Please reproduce every one of the items below word for word, keeping each line unchanged and in its original order.

— START OF Material for this task —

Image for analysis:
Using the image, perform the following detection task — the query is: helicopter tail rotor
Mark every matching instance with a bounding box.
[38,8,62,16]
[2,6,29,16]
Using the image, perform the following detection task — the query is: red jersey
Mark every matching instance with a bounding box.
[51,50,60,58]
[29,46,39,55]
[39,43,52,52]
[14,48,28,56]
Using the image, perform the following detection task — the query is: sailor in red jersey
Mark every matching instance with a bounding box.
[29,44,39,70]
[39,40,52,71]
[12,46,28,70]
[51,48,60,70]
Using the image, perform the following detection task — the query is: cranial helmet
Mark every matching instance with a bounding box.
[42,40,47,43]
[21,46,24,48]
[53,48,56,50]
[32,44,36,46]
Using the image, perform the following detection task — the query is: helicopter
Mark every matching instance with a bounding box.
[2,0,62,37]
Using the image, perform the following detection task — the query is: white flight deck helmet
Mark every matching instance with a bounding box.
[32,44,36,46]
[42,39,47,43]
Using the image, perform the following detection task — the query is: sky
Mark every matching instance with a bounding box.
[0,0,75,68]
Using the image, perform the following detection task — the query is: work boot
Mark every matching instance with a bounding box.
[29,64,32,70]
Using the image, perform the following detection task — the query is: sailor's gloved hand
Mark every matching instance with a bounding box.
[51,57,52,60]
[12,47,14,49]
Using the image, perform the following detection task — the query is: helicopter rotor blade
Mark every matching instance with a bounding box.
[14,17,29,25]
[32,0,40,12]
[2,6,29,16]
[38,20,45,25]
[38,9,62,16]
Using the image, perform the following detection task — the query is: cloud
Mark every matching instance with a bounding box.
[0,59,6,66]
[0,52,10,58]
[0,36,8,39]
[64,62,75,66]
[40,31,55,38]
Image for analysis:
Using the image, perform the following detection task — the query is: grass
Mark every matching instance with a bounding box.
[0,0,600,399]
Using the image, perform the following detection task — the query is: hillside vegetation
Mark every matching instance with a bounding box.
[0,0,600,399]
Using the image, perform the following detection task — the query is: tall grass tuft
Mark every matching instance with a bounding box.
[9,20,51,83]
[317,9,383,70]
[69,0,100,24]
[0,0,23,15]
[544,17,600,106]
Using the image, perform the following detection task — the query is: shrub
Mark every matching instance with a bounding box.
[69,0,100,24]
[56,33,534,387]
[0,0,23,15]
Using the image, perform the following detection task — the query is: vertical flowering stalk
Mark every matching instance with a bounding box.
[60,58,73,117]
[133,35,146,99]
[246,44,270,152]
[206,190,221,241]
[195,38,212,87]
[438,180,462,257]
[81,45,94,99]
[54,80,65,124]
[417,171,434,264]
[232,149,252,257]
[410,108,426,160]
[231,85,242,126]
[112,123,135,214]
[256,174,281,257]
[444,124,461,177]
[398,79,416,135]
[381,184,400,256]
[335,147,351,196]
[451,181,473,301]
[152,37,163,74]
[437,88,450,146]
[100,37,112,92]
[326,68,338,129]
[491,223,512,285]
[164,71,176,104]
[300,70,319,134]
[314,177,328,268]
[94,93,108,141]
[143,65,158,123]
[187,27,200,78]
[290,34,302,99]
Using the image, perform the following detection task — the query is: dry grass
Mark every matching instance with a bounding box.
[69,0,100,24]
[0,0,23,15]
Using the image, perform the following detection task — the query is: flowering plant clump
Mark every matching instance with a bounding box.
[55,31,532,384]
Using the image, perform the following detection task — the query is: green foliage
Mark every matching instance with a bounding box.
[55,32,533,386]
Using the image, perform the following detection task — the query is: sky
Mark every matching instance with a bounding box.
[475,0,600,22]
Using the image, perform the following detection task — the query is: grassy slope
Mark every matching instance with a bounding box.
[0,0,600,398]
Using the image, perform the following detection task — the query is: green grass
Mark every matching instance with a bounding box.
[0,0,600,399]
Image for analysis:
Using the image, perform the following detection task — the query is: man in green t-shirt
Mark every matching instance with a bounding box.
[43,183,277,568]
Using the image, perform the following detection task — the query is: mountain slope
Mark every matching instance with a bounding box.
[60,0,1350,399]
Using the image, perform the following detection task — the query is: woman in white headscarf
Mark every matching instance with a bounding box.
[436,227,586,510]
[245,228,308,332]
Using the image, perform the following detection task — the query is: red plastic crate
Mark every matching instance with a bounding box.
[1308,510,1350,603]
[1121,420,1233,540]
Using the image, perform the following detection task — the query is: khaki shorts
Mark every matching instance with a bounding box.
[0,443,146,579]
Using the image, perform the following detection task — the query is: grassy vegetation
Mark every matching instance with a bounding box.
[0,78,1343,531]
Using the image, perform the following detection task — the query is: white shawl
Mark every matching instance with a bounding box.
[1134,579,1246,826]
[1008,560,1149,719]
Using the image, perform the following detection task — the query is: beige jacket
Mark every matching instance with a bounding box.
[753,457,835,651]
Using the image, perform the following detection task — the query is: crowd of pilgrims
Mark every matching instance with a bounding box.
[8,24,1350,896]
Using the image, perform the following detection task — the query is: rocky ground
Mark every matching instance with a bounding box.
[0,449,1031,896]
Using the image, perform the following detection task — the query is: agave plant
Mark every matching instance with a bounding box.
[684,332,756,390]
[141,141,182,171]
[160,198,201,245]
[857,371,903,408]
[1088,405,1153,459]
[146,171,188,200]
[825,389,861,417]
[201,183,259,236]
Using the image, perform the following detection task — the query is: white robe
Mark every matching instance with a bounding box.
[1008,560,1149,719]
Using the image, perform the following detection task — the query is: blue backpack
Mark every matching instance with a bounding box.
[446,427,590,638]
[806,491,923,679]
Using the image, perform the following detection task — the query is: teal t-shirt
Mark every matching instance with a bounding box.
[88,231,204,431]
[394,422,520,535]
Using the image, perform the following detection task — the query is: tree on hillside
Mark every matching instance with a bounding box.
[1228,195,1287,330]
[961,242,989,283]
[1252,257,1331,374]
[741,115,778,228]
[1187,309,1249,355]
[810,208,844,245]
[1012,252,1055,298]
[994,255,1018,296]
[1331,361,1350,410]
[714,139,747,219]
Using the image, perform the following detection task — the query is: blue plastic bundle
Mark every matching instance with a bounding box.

— END OF Material for this task —

→ Expected output:
Image for analysis:
Using the image, perform the following detection task — the query is: helicopter tail rotor
Mark every matching instance with a bounding box.
[38,8,62,16]
[2,6,29,16]
Using the image, perform the following detection task — the query is: red jersey
Mark every matching instance with a bounding box.
[51,50,60,58]
[29,46,39,55]
[39,43,52,52]
[14,48,28,56]
Using the image, perform the following detection task — the query is: sailor in red jersey
Mark every matching instance with a bounding box.
[29,44,39,70]
[39,40,52,71]
[12,46,28,70]
[51,48,60,70]
Using the image, perform the following detection task — the query is: cranial helmet
Mark every matching instance with a bounding box.
[42,40,47,43]
[21,46,24,48]
[53,48,56,50]
[32,44,36,46]
Using the image, perform the following detection task — the query is: helicopter
Mark every matching instance with a bounding box.
[2,0,62,37]
Using the image, perform the following detection task — the query is: white flight deck helmet
Mark every matching instance with a bounding box.
[32,44,36,46]
[42,39,47,43]
Using the image, perform the following detection task — the query is: sky
Mark every matching instance with a bounding box.
[0,0,75,68]
Using the image, perform the following detection task — the query is: work boot
Mark every matching instance with a bounding box.
[29,64,32,70]
Using the image, perform the following detection task — the query is: sailor's gloved hand
Mark every matching instance with a bounding box.
[51,57,52,60]
[12,47,14,49]
Using the image, perform the following detection task — the query is: helicopter rotor blade
Mark every matching instance with a bounding box.
[14,17,29,25]
[32,0,40,12]
[2,6,29,16]
[38,20,45,25]
[38,9,62,16]
Using the image, perform the following detection task — the query is: cloud
Mark every matching instance with a bounding box.
[0,59,6,66]
[0,52,10,58]
[0,36,8,39]
[64,62,75,66]
[40,31,55,38]
Image for analysis:
Using the image, perform the following detection task — the query is: grass
Mark every matching instance with a bounding box.
[0,0,600,399]
Using the image, perform the following detection task — the query is: hillside vegetation
Mark every matching instance with a bounding box.
[0,0,600,399]
Using the image, perform the following detection task — the query is: tall grass tuft
Mark every matching instance with a bounding box.
[9,20,51,83]
[317,9,383,70]
[69,0,100,24]
[0,0,23,15]
[544,17,600,106]
Using the image, perform the following detection task — the query is: shrub
Mark every matching instance with a bounding box.
[69,0,100,24]
[56,33,534,387]
[0,0,23,15]
Using the image, perform the following detection task — the query is: vertical flowering stalk
Mark every matching instance with a bounding box.
[60,58,73,117]
[133,35,146,99]
[246,44,270,152]
[206,190,221,241]
[195,38,212,87]
[438,180,462,257]
[81,45,94,99]
[54,80,65,124]
[417,171,434,264]
[232,149,252,257]
[410,108,426,160]
[231,85,242,126]
[112,123,135,214]
[256,174,281,257]
[444,124,461,177]
[398,79,416,135]
[381,184,400,256]
[335,147,351,196]
[451,181,473,301]
[152,37,163,74]
[437,88,450,146]
[100,37,112,92]
[326,68,338,129]
[491,223,512,285]
[164,71,176,104]
[300,70,319,134]
[314,177,328,268]
[94,93,108,141]
[143,65,158,123]
[187,27,200,78]
[290,34,302,99]
Using the image, perform the following detection task — the query is: dry grass
Mark every matching instance with a bounding box.
[69,0,100,24]
[0,0,23,15]
Using the image, perform the following detection task — the query is: flowering plant clump
Mark every matching instance with a bounding box.
[55,31,532,384]
Using the image, perform the following detection task — the query is: green foliage
Mark every matching instance with a bounding box.
[55,32,533,386]
Using the image, perform the following detection task — the query is: sky
Mark every matching instance with a bounding box.
[475,0,600,22]
Using the image, perform the following detection task — the query is: grassy slope
Mark every matching instance with a bounding box.
[0,0,600,398]
Using the image, perform the following detection task — the query is: green grass
Mark every matching instance with a bounding box.
[0,0,600,399]
Image for analysis:
Using the image, perform the following detection task — the query is: man in green t-shirt
Mark every matching instance with a bounding box.
[43,183,277,568]
Using the image, perform the following detection task — the query is: mountain slope
Mark every matching instance with a bounding box.
[60,0,1350,399]
Using the image, perform the following detection task — the query is: woman in white headscarf
Mark every matching instance with a bounding box.
[436,227,586,510]
[245,228,308,332]
Using the image, perform the following detection task — the query is: red plastic crate
Mark every matching instance with a bounding box.
[1308,510,1350,603]
[1121,420,1233,540]
Using the image, perform the following detection task — the query is: khaki shorts
Mark every matching instance with a bounding box.
[0,443,146,579]
Using the image, perform the following detection task — the query is: grassy vegetation
Mark every matching instance with a bounding box.
[0,78,1343,531]
Using the image, perform the following detection task — the query is: white shawl
Mark every matching instance with a bounding box.
[1134,579,1246,826]
[1008,560,1149,719]
Using the image, perform the following detection task — the query is: beige jacket
Mark every matching instance with a bounding box.
[753,457,835,651]
Using the image, perform the following detection task — the query is: crowd of pilgrims
Mark every matching instance with a bounding box.
[8,24,1350,896]
Using the image, perform the following detection task — the query is: rocky ground
Mark every matching instance with a bounding box.
[0,449,1031,896]
Using the image, perform the following detection task — the query is: agave plant
Mark every matching instance with a bounding box.
[684,332,756,390]
[141,141,182,171]
[160,198,201,245]
[857,371,903,408]
[1088,405,1153,459]
[146,171,188,200]
[825,389,861,417]
[201,183,259,236]
Using the image, perform the following detection task — the query is: white robe
Mark every matching instance with a bounding box.
[1008,560,1149,719]
Using the image, perform the following detection task — the query is: blue backpack
Mark every matching instance with a bounding box.
[446,427,590,638]
[806,491,923,679]
Using the image, perform the following detection task — the query is: teal t-shirt
Mark every matching instance with a bounding box.
[88,231,204,431]
[394,422,520,535]
Using the image, perform the following detection task — the query is: tree on hillside
Mark every matching instance with a bounding box.
[1228,195,1287,330]
[961,242,989,283]
[1252,257,1331,374]
[741,115,778,228]
[1187,309,1249,355]
[810,208,844,245]
[1012,252,1055,298]
[994,255,1018,296]
[1331,361,1350,410]
[714,139,747,219]
Using the image, perform the following detection task — the query is: blue plastic bundle
Mark every matching instance with a bounding box.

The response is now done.